Look for the line containing "Locates the field" in the listing below. Retype that line and every subsequent line through the last one, and only those.

*** DATASET ***

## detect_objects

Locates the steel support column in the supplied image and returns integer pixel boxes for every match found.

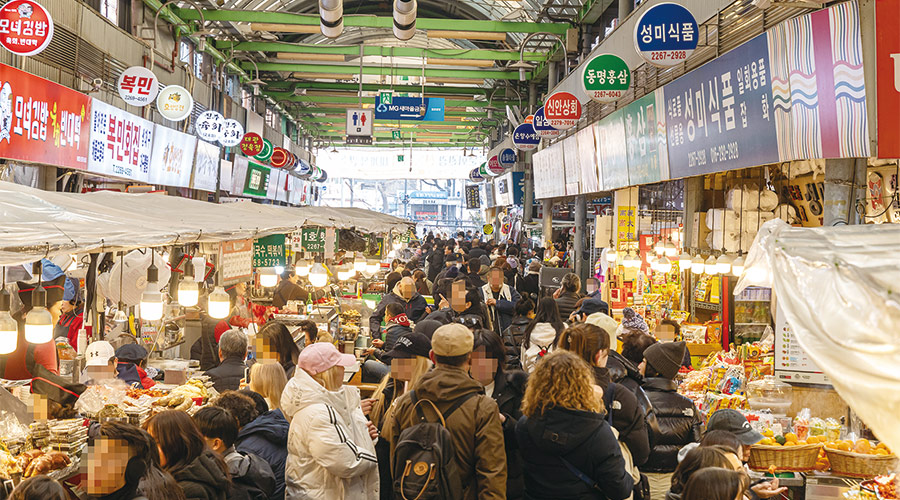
[574,195,587,283]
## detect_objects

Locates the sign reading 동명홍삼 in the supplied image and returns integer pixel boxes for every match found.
[582,54,631,104]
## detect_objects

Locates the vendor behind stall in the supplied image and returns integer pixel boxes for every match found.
[57,277,86,350]
[0,273,67,380]
[82,340,141,387]
[115,343,155,389]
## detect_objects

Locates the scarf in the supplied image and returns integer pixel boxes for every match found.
[622,307,650,334]
[389,313,411,328]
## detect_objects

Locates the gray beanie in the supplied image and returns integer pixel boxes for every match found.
[643,341,686,379]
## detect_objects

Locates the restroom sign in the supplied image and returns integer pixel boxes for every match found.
[346,109,372,136]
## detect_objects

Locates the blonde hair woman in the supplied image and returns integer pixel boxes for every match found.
[515,350,634,500]
[249,362,287,411]
[281,343,378,499]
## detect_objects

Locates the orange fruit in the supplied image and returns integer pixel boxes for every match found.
[877,442,889,450]
[798,441,807,446]
[784,441,797,447]
[874,448,890,456]
[785,432,798,443]
[837,441,852,452]
[854,439,872,454]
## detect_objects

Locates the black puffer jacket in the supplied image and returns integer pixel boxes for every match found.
[517,274,540,301]
[593,367,650,467]
[493,370,528,500]
[516,406,633,500]
[204,356,246,393]
[554,291,582,319]
[369,292,428,335]
[641,378,702,473]
[502,316,531,370]
[607,351,654,415]
[171,449,230,500]
[225,449,276,500]
[373,323,412,363]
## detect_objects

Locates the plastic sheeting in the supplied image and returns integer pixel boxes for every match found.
[0,181,412,266]
[736,219,900,454]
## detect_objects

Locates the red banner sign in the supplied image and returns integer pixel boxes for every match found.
[0,63,91,169]
[239,132,263,157]
[543,91,582,130]
[877,0,900,158]
[270,147,289,168]
[0,0,53,56]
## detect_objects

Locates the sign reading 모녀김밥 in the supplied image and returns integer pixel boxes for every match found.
[0,63,91,170]
[0,0,53,56]
[88,98,154,182]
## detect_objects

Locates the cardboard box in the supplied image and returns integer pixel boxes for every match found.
[692,212,710,250]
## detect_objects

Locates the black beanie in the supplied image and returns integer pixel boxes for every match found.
[643,341,687,380]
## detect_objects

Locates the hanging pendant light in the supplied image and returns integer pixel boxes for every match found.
[653,239,666,256]
[664,241,677,257]
[140,254,164,321]
[353,253,367,273]
[0,271,17,354]
[704,255,719,275]
[731,254,745,277]
[605,247,618,263]
[208,286,230,319]
[178,259,199,307]
[24,262,52,344]
[716,253,734,275]
[657,256,673,274]
[309,262,328,288]
[649,256,660,272]
[337,265,353,282]
[296,259,310,277]
[366,259,380,275]
[259,267,279,288]
[691,255,705,275]
[678,251,693,269]
[624,252,641,269]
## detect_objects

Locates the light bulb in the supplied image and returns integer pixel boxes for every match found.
[337,265,352,281]
[649,256,660,272]
[691,255,705,275]
[704,255,719,275]
[296,259,310,277]
[178,279,199,307]
[309,263,328,288]
[731,255,745,277]
[0,311,17,355]
[260,267,278,288]
[678,252,692,269]
[353,254,367,273]
[24,306,53,344]
[623,252,640,269]
[716,253,733,275]
[140,290,164,321]
[366,259,379,275]
[664,242,677,257]
[113,308,128,323]
[208,286,230,319]
[606,248,618,263]
[654,240,666,255]
[392,241,402,251]
[657,256,672,274]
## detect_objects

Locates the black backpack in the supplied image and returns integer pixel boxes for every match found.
[392,390,476,500]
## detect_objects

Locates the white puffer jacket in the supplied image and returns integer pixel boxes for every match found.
[521,322,561,374]
[281,369,379,500]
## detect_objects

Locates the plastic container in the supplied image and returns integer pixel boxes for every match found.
[747,375,793,415]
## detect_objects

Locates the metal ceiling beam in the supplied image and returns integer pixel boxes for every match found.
[270,94,501,107]
[264,80,524,98]
[214,41,547,62]
[173,8,571,35]
[242,61,524,80]
[295,108,490,118]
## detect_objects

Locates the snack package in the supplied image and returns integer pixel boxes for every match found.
[794,408,811,441]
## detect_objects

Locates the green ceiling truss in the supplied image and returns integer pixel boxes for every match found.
[262,81,521,97]
[213,41,547,63]
[242,61,524,80]
[267,93,506,108]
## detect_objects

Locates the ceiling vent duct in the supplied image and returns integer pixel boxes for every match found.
[319,0,344,38]
[393,0,417,41]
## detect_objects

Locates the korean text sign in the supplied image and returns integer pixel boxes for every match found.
[300,227,336,253]
[0,0,53,56]
[148,124,196,188]
[624,88,670,185]
[0,63,90,169]
[877,0,900,157]
[252,234,286,268]
[664,34,779,179]
[88,98,153,181]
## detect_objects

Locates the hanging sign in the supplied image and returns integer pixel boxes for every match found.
[253,234,286,268]
[254,138,273,162]
[524,115,534,124]
[544,91,582,130]
[482,223,494,235]
[156,85,193,122]
[191,139,221,192]
[220,118,243,147]
[512,122,540,151]
[0,0,53,57]
[116,66,158,107]
[270,147,290,169]
[243,160,270,197]
[148,124,196,188]
[469,167,485,183]
[487,155,504,175]
[87,98,154,182]
[533,106,560,139]
[0,63,91,170]
[499,148,517,169]
[239,132,263,157]
[876,0,899,158]
[296,158,312,177]
[346,108,372,136]
[375,95,445,121]
[634,2,698,68]
[195,110,224,142]
[582,53,630,103]
[465,185,480,209]
[478,162,490,178]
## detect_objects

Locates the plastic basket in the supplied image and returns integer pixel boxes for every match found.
[824,447,899,479]
[748,443,821,472]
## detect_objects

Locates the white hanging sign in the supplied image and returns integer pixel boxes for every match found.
[116,66,159,107]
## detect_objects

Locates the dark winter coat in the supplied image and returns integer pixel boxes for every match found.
[493,370,527,500]
[593,367,650,466]
[554,291,583,320]
[369,292,428,335]
[171,449,229,500]
[426,251,445,282]
[224,449,276,500]
[482,284,521,333]
[641,377,702,473]
[607,351,654,415]
[236,409,290,500]
[502,316,531,370]
[516,406,633,500]
[373,323,412,363]
[204,356,247,393]
[517,274,540,300]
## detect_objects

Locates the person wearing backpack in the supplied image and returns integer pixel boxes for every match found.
[520,298,565,374]
[515,350,633,500]
[384,323,507,500]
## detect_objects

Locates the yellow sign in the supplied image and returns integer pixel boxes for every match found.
[483,223,494,235]
[616,205,636,250]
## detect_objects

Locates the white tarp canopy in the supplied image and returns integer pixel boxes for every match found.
[0,181,411,266]
[736,219,900,454]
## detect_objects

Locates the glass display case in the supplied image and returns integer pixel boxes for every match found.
[733,286,772,345]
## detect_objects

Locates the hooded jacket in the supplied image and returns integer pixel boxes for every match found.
[641,377,702,473]
[516,272,540,300]
[171,449,230,500]
[482,283,521,333]
[502,316,531,371]
[372,323,412,363]
[368,286,428,335]
[593,366,650,467]
[115,362,154,389]
[236,409,290,500]
[515,406,633,500]
[554,291,583,320]
[385,365,507,500]
[281,369,378,500]
[520,323,560,374]
[225,449,277,500]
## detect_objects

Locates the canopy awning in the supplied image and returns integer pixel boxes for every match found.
[0,181,412,266]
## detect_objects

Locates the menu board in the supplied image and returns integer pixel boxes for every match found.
[252,234,286,268]
[775,303,830,385]
[465,184,481,209]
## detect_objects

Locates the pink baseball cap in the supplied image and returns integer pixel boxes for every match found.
[298,342,357,375]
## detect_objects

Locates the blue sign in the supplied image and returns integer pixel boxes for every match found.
[374,96,445,121]
[664,33,779,179]
[499,148,517,168]
[512,123,540,151]
[469,167,485,183]
[296,158,312,176]
[634,2,698,68]
[532,106,559,139]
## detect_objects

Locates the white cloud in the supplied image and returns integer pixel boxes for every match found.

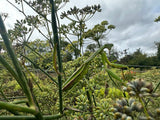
[0,0,160,55]
[98,0,160,54]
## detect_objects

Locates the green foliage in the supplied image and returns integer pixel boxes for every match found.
[86,43,97,52]
[84,20,115,47]
[155,16,160,22]
[120,48,150,67]
[128,49,147,65]
[107,87,129,99]
[120,45,160,67]
[94,98,113,119]
[123,70,136,81]
[156,42,160,61]
[122,79,160,119]
[0,1,160,120]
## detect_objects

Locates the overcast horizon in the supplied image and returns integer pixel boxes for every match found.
[0,0,160,56]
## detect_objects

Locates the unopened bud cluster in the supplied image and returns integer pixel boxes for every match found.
[112,98,143,120]
[123,79,159,98]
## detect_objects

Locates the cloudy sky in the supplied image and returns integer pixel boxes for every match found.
[1,0,160,55]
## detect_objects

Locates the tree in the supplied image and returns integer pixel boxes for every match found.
[26,39,51,67]
[65,41,80,58]
[62,51,72,62]
[120,48,148,66]
[155,42,160,61]
[108,48,119,62]
[154,17,160,65]
[120,54,133,65]
[60,40,73,62]
[86,43,97,52]
[129,49,148,65]
[154,16,160,22]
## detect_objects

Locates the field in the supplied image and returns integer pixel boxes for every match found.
[0,1,160,120]
[0,54,160,119]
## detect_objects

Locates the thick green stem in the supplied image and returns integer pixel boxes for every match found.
[86,90,94,119]
[0,15,43,120]
[92,94,97,106]
[0,89,9,102]
[79,21,83,54]
[139,97,149,118]
[0,101,38,115]
[0,101,44,119]
[11,100,28,104]
[0,114,63,120]
[0,15,35,107]
[145,80,160,107]
[50,0,63,114]
[0,55,19,82]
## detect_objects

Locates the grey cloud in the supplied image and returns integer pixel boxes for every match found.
[1,0,160,55]
[95,0,160,54]
[110,22,160,54]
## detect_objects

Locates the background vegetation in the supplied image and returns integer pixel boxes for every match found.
[0,0,160,120]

***

→ EXERCISE RESPONSE:
Locates the field in the supplied image and returns integer pixel boxes for every match found.
[0,1,160,120]
[0,54,160,119]
## detect_objects

Locates the thick green stem in the supplied image and returns integer pixel boxes for every match found.
[86,90,94,119]
[0,15,43,120]
[92,94,97,106]
[0,89,9,102]
[79,21,83,54]
[139,97,149,118]
[0,101,38,115]
[0,101,44,119]
[11,100,28,104]
[0,114,63,120]
[0,15,35,107]
[145,80,160,107]
[50,0,63,114]
[0,55,19,82]
## detect_objects

Locates the grey cloud in the supplied image and returns integer pixel boxes for every match found.
[1,0,160,55]
[95,0,160,54]
[110,22,160,54]
## detect_objects

Locates the background vegetation in the supplied image and returns integer pixel boxes for every match found.
[0,0,160,120]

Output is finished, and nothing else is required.